- [Your instructions]:
Working through the entries below, find how many lines include "every", then write only that number.

- [Data to use]:
-----

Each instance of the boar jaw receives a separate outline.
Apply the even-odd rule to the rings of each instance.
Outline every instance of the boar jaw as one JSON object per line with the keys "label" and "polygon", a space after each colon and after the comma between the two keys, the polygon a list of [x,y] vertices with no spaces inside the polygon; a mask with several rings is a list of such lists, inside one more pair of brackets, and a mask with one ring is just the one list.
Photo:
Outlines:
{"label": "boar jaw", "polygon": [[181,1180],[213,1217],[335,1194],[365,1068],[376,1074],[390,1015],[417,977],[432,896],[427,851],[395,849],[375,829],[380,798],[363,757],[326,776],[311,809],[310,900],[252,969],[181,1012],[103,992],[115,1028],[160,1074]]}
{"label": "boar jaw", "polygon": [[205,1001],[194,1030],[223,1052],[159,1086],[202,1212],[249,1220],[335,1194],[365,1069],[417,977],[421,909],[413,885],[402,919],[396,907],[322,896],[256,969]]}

-----

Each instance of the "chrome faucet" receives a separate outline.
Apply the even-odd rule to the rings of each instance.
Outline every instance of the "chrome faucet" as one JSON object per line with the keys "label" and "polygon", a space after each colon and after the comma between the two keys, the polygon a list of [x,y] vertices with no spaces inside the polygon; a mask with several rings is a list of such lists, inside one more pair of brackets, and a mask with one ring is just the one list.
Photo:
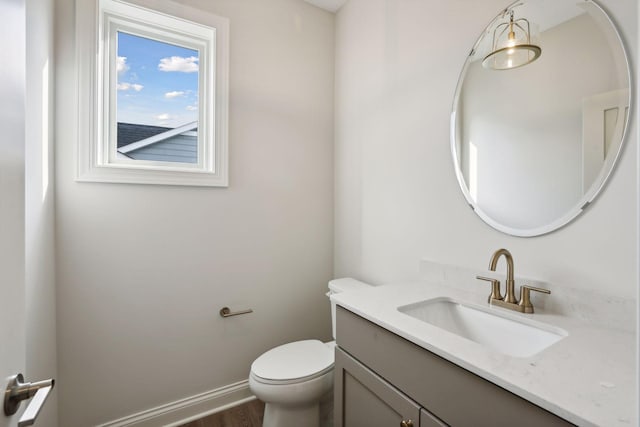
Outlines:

-----

- [Output of the exercise]:
2